In the material beneath, how many lines contain the word "leaf"? Give the count alone.

## DATA FOR THE TASK

• • • • •

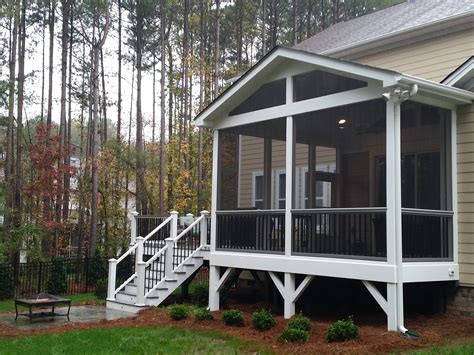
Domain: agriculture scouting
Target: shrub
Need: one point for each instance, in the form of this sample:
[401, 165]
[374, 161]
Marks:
[203, 314]
[57, 283]
[233, 317]
[342, 330]
[201, 294]
[179, 311]
[6, 280]
[300, 322]
[101, 289]
[293, 334]
[263, 320]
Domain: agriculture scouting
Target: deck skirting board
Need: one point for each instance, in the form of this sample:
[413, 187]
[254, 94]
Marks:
[342, 268]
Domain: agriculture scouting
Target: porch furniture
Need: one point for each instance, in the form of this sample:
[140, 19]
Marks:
[42, 300]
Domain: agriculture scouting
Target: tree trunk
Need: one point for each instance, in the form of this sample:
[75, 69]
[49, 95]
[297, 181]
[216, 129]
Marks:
[67, 157]
[119, 74]
[140, 175]
[19, 118]
[217, 50]
[52, 9]
[65, 7]
[162, 107]
[9, 159]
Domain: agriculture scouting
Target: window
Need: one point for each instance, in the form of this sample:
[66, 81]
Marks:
[323, 193]
[268, 95]
[257, 191]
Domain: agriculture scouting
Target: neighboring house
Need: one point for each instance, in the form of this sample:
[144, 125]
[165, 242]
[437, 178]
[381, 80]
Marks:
[349, 156]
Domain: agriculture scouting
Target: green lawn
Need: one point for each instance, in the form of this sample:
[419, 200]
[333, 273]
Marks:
[9, 305]
[128, 341]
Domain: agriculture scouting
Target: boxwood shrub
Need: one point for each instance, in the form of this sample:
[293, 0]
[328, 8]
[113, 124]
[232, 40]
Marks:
[263, 320]
[233, 317]
[300, 322]
[202, 314]
[342, 330]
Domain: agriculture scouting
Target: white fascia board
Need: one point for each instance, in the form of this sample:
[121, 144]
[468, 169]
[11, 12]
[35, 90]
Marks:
[453, 95]
[462, 75]
[452, 23]
[318, 266]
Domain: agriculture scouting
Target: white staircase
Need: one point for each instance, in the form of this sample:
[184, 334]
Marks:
[176, 258]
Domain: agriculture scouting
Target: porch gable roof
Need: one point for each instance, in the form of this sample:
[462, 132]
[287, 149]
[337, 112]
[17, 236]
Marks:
[271, 62]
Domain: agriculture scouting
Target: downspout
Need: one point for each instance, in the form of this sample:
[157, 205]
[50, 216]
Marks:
[403, 95]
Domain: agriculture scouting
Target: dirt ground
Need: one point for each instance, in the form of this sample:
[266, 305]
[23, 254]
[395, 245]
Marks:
[373, 337]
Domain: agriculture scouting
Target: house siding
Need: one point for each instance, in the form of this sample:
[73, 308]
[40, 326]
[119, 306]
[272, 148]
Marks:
[432, 59]
[465, 154]
[435, 59]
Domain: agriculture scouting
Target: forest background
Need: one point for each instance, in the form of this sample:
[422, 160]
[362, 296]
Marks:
[97, 99]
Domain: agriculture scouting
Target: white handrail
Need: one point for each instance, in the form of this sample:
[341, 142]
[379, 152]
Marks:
[125, 283]
[189, 228]
[156, 256]
[127, 253]
[165, 222]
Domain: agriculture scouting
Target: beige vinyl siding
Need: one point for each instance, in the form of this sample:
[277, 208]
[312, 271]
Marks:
[465, 154]
[251, 161]
[432, 59]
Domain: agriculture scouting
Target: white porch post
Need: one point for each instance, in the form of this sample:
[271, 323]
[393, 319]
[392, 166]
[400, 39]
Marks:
[215, 183]
[290, 308]
[394, 214]
[290, 155]
[454, 184]
[214, 271]
[214, 276]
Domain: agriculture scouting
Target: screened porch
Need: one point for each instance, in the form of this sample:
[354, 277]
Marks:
[333, 177]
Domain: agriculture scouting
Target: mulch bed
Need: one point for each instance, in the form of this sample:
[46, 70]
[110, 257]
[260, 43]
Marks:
[373, 337]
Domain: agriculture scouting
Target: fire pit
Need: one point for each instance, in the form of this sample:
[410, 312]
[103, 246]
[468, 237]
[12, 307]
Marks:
[42, 300]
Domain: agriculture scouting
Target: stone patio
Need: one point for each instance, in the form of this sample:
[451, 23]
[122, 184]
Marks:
[78, 314]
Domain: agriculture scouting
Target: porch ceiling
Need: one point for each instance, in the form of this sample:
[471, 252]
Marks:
[274, 63]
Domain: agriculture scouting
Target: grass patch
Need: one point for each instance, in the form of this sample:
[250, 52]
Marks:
[9, 305]
[128, 341]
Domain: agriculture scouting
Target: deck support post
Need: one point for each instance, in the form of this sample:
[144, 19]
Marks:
[289, 292]
[216, 282]
[214, 273]
[395, 313]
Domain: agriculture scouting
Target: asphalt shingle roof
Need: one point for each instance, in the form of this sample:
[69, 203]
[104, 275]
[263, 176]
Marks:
[392, 19]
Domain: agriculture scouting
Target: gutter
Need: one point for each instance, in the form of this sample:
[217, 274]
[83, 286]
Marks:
[459, 95]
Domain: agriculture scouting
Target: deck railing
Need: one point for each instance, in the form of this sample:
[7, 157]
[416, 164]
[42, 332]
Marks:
[251, 231]
[427, 234]
[348, 232]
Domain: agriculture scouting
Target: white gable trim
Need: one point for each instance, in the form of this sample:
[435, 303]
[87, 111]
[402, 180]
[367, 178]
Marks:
[349, 69]
[463, 76]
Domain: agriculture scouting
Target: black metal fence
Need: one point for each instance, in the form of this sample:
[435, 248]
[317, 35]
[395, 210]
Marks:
[80, 276]
[262, 231]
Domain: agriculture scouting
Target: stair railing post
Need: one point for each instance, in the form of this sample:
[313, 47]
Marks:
[133, 228]
[111, 280]
[170, 244]
[141, 283]
[204, 215]
[140, 271]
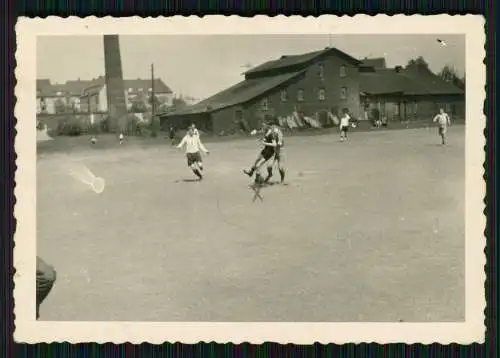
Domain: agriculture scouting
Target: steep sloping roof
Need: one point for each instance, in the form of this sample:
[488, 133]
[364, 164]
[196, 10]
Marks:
[296, 60]
[406, 82]
[145, 84]
[378, 62]
[239, 93]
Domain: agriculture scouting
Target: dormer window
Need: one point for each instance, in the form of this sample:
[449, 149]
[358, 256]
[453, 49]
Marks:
[284, 96]
[321, 71]
[343, 71]
[321, 94]
[300, 95]
[265, 104]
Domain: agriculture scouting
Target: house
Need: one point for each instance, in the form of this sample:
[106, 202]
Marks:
[135, 89]
[94, 99]
[79, 95]
[311, 83]
[372, 64]
[407, 94]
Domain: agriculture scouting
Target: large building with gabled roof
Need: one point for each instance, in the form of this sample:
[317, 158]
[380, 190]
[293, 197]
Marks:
[325, 80]
[319, 82]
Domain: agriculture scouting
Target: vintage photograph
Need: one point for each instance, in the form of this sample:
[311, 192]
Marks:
[314, 177]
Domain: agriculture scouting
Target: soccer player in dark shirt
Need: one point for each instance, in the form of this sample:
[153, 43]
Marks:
[265, 154]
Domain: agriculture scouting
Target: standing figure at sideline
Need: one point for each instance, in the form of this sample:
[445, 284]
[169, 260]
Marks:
[279, 155]
[193, 146]
[45, 278]
[171, 133]
[195, 131]
[443, 122]
[269, 142]
[344, 124]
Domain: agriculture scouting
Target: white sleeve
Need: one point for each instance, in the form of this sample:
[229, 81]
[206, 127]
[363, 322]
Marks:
[182, 142]
[202, 146]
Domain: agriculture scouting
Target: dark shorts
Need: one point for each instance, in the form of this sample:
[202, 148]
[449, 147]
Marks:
[267, 153]
[279, 153]
[193, 158]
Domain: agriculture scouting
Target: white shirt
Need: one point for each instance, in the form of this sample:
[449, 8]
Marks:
[443, 119]
[344, 121]
[193, 144]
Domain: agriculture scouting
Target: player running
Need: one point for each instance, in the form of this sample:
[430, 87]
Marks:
[344, 125]
[270, 143]
[45, 278]
[279, 155]
[444, 122]
[193, 146]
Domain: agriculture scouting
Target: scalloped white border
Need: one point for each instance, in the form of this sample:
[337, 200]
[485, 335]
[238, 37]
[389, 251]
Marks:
[31, 331]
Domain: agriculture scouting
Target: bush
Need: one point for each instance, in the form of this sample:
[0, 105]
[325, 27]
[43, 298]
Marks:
[71, 126]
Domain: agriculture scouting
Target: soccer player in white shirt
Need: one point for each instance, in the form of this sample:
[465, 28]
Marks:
[193, 146]
[444, 122]
[279, 154]
[344, 125]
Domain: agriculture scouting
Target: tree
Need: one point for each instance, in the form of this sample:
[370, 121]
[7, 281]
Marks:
[418, 63]
[60, 106]
[138, 107]
[177, 104]
[450, 75]
[155, 99]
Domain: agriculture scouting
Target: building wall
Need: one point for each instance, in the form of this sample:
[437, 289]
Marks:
[311, 83]
[417, 107]
[165, 98]
[225, 120]
[50, 104]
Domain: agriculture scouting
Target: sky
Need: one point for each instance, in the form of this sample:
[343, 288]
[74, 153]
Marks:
[200, 66]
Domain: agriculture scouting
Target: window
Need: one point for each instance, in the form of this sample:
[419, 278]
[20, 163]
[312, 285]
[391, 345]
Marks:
[265, 104]
[321, 71]
[343, 71]
[343, 93]
[300, 95]
[284, 95]
[321, 94]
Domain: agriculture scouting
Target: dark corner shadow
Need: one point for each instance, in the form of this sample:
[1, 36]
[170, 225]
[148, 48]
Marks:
[187, 180]
[436, 145]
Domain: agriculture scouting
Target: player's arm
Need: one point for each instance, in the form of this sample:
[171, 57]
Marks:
[202, 147]
[280, 138]
[183, 141]
[269, 144]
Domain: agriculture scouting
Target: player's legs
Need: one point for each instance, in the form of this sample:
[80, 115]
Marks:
[281, 165]
[270, 166]
[442, 135]
[192, 163]
[262, 158]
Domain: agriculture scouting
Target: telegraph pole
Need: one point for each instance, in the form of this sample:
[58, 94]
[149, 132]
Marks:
[153, 104]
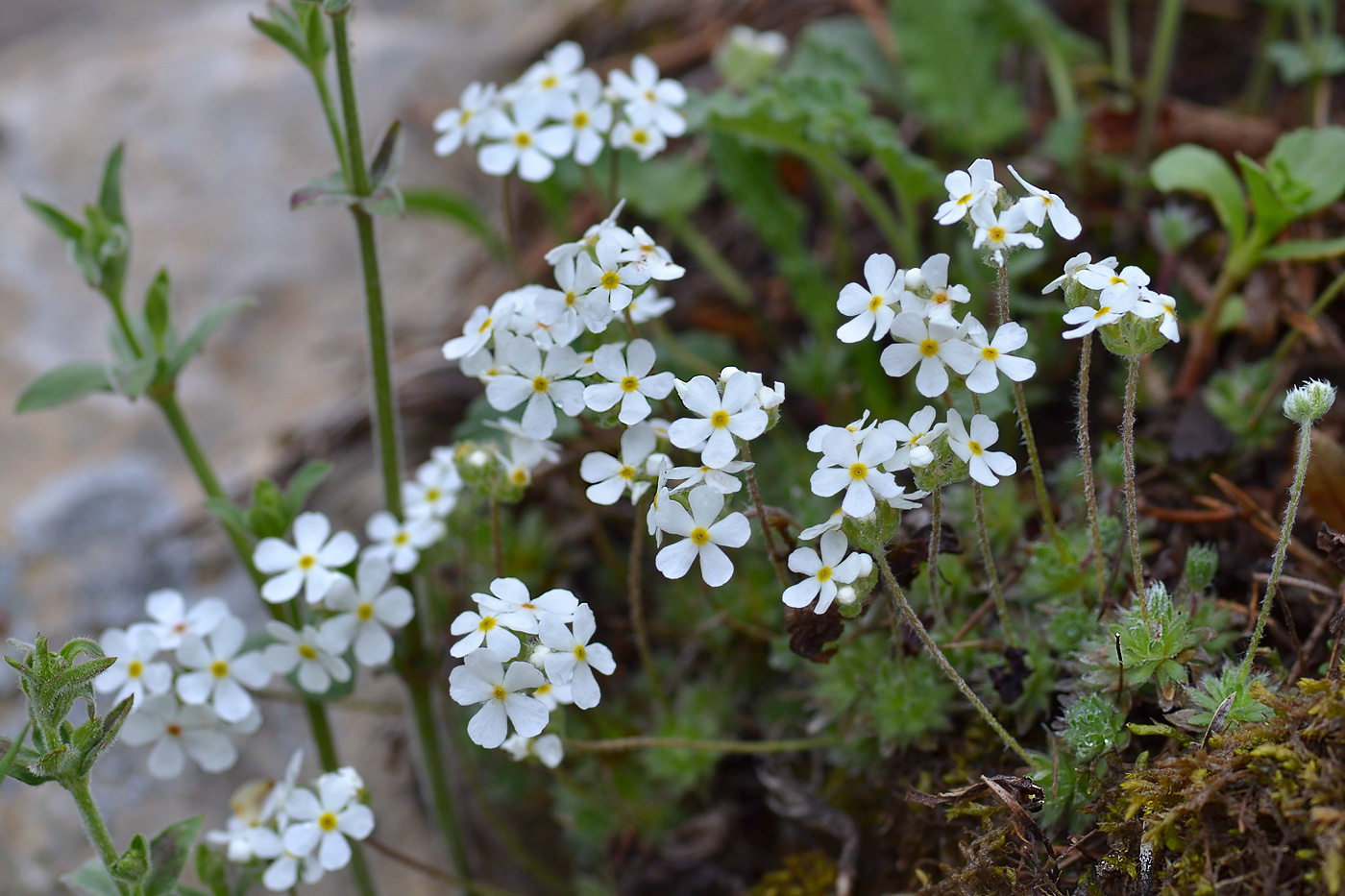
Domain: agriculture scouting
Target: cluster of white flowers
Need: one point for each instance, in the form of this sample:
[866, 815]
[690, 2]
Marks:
[302, 833]
[557, 109]
[557, 664]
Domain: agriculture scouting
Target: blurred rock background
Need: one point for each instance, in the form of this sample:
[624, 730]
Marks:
[97, 507]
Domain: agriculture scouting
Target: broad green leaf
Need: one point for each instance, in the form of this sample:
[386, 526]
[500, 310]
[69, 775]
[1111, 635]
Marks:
[212, 321]
[90, 879]
[1204, 173]
[168, 855]
[456, 208]
[1311, 157]
[64, 383]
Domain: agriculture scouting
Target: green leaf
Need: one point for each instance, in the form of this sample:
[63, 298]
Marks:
[1305, 249]
[456, 208]
[64, 383]
[168, 853]
[303, 483]
[110, 193]
[157, 307]
[206, 327]
[1204, 173]
[90, 879]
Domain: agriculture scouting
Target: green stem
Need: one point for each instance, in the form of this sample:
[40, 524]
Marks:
[1127, 440]
[1305, 447]
[1086, 456]
[894, 593]
[96, 828]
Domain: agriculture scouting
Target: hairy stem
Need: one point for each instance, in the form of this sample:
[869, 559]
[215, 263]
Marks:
[1286, 529]
[894, 593]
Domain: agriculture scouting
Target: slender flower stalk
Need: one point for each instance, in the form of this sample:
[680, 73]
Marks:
[1029, 440]
[1086, 456]
[896, 594]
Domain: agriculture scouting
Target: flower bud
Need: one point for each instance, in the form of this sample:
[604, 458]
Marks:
[1310, 401]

• • • • •

## RESPONSE
2